══ Data listing

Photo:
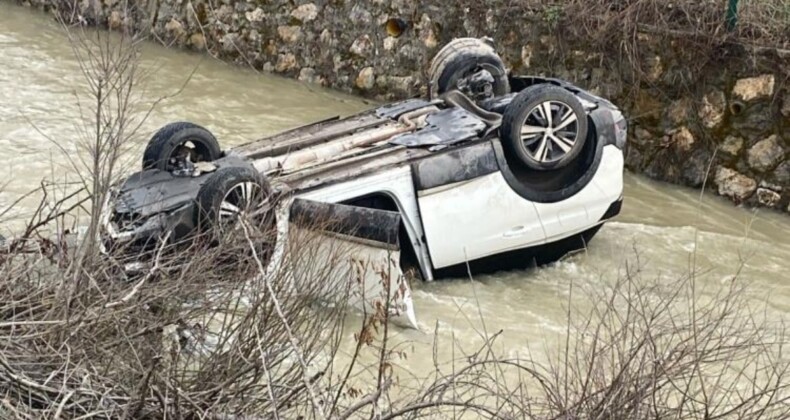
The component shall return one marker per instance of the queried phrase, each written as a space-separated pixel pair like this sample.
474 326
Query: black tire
170 137
559 144
464 56
221 187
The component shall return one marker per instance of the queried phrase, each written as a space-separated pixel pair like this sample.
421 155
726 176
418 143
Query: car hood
150 192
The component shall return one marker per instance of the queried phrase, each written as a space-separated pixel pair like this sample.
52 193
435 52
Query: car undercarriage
490 167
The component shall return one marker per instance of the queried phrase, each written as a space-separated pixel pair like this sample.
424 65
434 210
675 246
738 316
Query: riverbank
702 111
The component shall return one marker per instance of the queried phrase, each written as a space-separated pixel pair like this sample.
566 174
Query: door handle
516 231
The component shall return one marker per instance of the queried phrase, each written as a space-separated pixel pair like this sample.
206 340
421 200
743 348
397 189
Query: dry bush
764 22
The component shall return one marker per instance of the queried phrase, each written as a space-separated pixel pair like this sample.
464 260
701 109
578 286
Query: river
664 223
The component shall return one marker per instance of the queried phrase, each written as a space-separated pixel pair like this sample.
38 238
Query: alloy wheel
238 202
550 131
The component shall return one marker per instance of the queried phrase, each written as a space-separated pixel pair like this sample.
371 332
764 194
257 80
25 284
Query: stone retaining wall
723 115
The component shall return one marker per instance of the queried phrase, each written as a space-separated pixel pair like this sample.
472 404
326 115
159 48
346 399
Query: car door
469 211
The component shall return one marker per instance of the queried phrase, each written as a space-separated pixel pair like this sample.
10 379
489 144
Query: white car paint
484 216
584 209
477 218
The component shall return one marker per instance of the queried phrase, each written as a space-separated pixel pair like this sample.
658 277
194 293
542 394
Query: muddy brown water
666 224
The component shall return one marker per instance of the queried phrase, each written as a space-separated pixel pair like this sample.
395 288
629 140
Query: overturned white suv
492 171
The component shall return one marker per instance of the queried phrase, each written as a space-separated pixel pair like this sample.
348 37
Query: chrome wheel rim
550 131
238 202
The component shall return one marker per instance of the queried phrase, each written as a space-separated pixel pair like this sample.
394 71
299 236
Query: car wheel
471 66
232 193
180 141
545 127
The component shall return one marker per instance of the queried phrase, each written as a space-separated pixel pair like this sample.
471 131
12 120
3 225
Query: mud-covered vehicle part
471 66
180 141
228 194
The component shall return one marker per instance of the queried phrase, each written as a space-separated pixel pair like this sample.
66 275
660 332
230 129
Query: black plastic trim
359 222
455 166
613 210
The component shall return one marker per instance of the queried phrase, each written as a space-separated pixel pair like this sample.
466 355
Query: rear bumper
613 210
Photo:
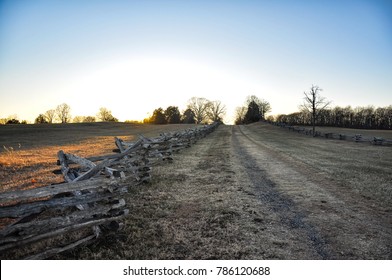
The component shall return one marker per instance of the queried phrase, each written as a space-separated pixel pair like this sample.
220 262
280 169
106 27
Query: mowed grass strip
361 167
28 153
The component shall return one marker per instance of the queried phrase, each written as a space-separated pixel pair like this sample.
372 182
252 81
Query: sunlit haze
135 56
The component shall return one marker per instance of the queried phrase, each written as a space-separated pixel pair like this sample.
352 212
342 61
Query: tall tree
188 116
105 115
253 113
215 111
40 119
240 115
314 103
50 115
199 106
158 116
63 112
172 114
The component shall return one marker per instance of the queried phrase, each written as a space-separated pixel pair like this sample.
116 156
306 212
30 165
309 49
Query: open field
254 192
28 153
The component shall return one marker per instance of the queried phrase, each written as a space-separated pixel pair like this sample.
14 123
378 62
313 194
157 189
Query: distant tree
216 111
199 106
50 115
78 119
158 116
172 115
257 108
253 113
240 115
89 119
314 103
188 116
13 121
105 115
63 112
40 119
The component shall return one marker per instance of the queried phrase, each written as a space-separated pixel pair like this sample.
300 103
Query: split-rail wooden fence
41 222
358 138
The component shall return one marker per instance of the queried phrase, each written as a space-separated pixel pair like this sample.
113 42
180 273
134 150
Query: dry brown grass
28 153
362 167
206 204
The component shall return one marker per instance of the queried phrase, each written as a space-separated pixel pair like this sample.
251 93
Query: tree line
199 111
367 117
62 114
254 110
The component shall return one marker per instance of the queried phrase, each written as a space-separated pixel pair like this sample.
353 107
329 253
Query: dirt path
337 222
232 197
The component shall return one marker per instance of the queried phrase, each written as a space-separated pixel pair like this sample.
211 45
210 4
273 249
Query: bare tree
50 115
314 103
105 115
216 110
63 112
240 115
263 105
199 107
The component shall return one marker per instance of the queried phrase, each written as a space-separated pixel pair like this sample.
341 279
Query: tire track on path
338 224
289 214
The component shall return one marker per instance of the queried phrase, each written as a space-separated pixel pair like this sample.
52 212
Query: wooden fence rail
41 222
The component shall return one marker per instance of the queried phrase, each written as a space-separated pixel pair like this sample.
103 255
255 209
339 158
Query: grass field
28 153
244 192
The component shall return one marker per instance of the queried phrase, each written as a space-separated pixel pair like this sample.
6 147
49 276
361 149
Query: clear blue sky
135 56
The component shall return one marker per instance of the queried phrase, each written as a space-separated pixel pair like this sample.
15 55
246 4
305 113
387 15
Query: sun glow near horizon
133 87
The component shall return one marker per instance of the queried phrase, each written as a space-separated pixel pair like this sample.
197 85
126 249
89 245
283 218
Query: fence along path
41 222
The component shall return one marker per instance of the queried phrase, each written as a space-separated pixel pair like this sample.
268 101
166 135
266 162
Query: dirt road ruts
337 222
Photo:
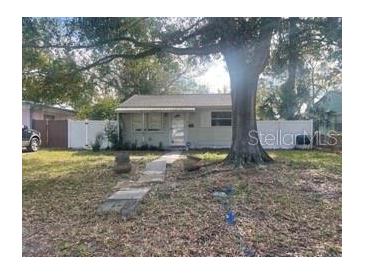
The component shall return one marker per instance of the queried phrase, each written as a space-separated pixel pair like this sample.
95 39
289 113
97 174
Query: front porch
159 127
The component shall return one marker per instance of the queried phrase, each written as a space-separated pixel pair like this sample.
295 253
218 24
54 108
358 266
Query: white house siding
144 137
200 133
26 119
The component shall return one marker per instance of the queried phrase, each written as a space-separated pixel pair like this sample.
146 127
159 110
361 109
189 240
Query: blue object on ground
229 190
230 217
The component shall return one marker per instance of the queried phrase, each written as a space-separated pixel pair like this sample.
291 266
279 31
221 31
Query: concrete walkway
126 200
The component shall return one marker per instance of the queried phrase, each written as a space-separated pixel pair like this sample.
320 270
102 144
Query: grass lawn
289 208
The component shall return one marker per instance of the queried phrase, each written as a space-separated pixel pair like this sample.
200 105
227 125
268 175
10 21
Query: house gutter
163 109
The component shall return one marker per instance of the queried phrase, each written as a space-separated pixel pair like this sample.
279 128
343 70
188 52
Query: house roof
178 101
55 107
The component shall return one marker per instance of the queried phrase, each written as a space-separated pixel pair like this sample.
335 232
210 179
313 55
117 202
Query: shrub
134 146
160 146
126 146
111 132
98 141
144 147
152 148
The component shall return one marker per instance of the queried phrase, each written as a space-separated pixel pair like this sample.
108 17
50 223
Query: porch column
143 127
118 126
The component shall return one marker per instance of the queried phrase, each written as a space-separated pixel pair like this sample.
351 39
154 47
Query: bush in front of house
111 132
98 141
145 146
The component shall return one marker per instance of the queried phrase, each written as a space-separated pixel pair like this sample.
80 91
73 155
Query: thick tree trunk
290 107
246 147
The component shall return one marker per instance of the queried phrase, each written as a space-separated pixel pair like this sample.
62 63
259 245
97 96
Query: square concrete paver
156 166
124 207
129 194
152 178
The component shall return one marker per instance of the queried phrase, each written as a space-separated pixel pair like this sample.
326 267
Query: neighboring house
35 111
329 112
198 121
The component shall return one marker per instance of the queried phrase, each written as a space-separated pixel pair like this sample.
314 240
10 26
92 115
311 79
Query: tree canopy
279 47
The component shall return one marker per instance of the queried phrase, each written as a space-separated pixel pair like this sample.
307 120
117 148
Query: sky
216 77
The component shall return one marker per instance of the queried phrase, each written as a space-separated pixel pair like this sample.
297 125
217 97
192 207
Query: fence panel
82 133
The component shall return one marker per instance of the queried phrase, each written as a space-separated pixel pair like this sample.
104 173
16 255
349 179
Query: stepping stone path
126 200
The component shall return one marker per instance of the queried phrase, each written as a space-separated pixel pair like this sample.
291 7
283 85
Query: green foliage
111 132
98 141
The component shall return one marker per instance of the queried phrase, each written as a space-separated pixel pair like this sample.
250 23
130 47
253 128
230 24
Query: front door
177 130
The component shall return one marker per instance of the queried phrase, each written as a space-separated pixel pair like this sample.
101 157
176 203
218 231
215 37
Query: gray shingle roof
181 100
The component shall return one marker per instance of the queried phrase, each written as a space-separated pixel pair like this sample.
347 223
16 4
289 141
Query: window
154 121
221 118
49 117
137 122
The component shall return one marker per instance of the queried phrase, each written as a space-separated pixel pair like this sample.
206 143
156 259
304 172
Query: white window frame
220 119
137 118
158 118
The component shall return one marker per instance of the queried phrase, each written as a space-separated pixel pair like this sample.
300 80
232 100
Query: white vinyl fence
279 134
82 133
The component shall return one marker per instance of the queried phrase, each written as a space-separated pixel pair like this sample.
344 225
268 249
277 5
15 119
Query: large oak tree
245 44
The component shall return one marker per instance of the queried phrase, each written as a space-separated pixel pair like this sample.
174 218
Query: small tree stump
192 163
122 163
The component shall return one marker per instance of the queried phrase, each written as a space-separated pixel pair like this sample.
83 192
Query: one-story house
193 120
35 111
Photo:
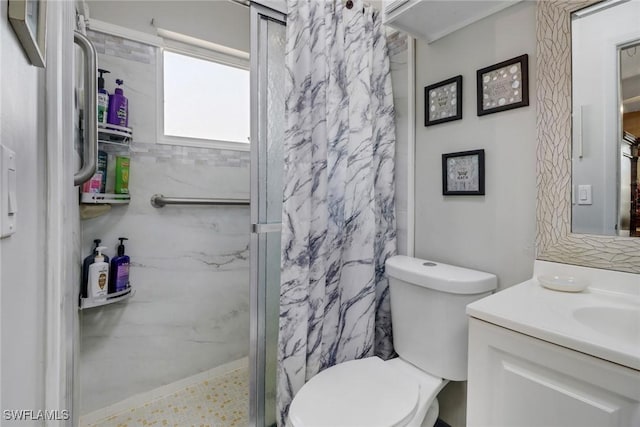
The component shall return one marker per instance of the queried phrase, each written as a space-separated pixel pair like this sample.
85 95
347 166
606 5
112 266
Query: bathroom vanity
540 357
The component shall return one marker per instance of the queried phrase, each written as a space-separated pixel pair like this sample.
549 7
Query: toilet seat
364 393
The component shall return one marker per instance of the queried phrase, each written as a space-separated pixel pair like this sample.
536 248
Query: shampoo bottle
99 276
103 99
119 280
85 268
122 175
118 107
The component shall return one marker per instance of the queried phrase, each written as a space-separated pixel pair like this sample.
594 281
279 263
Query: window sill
204 143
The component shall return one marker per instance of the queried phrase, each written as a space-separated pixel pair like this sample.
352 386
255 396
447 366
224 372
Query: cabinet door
516 380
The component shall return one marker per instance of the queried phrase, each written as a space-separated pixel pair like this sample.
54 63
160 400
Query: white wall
22 256
400 47
495 232
221 22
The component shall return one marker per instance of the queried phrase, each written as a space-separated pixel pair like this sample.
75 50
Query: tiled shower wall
189 265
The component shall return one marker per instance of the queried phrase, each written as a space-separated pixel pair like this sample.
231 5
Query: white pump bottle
99 276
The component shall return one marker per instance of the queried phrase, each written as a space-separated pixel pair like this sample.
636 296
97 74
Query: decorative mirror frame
554 239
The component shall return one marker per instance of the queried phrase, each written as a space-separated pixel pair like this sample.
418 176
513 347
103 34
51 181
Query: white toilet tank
428 301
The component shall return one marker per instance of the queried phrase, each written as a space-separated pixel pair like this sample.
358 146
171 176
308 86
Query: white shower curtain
338 212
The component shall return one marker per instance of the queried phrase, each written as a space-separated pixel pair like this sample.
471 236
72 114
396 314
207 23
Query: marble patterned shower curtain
338 212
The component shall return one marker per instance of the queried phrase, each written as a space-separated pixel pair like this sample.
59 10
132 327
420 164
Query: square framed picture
503 86
463 173
443 101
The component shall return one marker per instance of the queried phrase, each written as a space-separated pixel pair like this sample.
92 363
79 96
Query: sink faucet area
601 321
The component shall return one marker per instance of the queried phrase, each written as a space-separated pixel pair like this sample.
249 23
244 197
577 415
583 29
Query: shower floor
215 398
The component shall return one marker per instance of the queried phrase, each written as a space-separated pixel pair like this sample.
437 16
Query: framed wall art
463 173
443 101
28 19
503 86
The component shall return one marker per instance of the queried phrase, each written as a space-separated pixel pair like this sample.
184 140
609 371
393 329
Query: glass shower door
267 135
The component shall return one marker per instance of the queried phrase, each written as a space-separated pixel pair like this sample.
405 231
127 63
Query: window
204 100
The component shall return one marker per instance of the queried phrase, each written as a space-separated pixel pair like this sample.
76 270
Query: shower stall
197 341
205 316
267 135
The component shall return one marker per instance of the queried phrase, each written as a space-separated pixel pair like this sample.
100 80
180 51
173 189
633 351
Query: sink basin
617 322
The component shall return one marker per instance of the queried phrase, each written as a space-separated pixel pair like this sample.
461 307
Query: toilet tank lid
439 276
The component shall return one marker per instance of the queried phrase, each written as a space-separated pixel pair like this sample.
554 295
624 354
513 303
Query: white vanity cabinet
518 380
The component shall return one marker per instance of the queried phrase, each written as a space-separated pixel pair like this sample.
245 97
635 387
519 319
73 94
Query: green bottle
122 175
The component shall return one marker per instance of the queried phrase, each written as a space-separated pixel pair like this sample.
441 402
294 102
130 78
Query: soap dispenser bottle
118 107
119 280
103 99
85 268
99 276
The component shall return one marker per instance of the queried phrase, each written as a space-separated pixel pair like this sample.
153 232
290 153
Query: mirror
605 118
555 240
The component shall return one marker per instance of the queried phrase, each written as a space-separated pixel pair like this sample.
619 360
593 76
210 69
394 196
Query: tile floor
218 401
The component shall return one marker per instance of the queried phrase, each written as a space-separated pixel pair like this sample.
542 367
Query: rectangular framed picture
28 19
463 173
443 101
503 86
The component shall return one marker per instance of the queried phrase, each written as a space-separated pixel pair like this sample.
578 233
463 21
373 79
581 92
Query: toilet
428 301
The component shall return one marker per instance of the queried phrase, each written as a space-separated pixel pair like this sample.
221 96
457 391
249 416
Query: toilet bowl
428 302
368 392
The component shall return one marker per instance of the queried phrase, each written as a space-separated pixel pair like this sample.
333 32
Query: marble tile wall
189 265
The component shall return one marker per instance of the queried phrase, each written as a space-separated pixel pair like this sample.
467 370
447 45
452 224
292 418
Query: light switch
584 195
8 195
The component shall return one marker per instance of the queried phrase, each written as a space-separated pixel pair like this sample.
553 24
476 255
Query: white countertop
550 315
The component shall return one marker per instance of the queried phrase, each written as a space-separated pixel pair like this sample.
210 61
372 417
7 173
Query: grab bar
159 201
90 138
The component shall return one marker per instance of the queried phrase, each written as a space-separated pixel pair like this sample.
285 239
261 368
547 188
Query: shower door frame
257 334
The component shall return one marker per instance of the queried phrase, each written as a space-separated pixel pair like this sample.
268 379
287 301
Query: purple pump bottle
118 107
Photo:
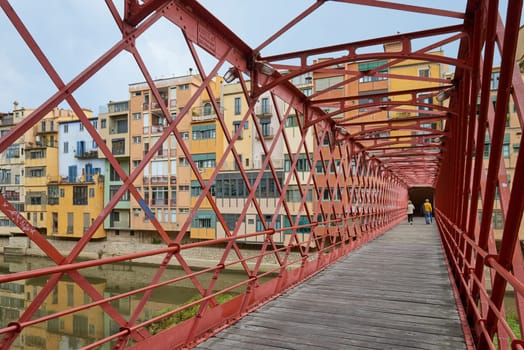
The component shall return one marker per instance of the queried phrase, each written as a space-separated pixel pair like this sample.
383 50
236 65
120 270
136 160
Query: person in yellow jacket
428 210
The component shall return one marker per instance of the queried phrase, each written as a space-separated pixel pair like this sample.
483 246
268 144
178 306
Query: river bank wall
201 257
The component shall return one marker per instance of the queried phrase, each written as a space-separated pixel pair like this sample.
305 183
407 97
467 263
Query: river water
84 327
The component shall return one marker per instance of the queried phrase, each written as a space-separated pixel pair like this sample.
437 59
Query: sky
74 33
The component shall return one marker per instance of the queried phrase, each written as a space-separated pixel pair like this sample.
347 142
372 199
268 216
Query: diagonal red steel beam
407 8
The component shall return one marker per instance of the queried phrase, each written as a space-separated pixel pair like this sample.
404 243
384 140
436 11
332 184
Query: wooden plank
393 293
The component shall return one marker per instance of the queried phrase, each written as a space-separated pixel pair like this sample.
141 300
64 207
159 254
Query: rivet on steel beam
174 245
127 330
489 259
517 344
18 326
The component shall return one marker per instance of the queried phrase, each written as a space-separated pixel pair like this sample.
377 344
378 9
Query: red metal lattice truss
375 163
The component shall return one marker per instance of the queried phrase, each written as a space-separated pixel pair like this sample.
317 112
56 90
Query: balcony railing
159 180
159 202
87 155
156 105
203 118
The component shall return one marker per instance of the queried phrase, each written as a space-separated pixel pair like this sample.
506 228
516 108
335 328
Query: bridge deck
393 293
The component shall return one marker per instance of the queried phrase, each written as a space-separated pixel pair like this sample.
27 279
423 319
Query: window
113 175
505 146
302 163
237 106
118 146
265 107
324 83
79 195
70 223
34 172
495 80
208 109
267 219
204 133
182 161
121 126
265 125
497 220
424 72
52 195
13 151
236 126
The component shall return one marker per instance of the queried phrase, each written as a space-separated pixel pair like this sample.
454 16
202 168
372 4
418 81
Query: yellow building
114 130
207 149
73 206
41 165
12 170
427 74
165 181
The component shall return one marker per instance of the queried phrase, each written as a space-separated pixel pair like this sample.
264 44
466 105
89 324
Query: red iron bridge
346 129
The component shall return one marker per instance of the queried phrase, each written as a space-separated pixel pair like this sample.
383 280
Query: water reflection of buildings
81 328
70 331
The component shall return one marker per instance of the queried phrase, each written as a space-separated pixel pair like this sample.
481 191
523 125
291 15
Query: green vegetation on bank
183 315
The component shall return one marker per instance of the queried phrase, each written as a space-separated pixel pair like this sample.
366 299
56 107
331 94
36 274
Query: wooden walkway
393 293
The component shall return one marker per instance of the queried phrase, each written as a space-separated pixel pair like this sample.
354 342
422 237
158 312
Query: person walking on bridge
428 210
411 210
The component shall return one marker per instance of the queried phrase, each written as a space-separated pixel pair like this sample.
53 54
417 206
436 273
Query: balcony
156 105
157 128
41 143
160 180
87 155
163 202
7 121
267 133
203 118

════

What this task involves => Gather every line of the records that contains the string "steel", and copy each one in full.

Written reply =>
Query: diagonal red steel beam
Query: rivet on steel beam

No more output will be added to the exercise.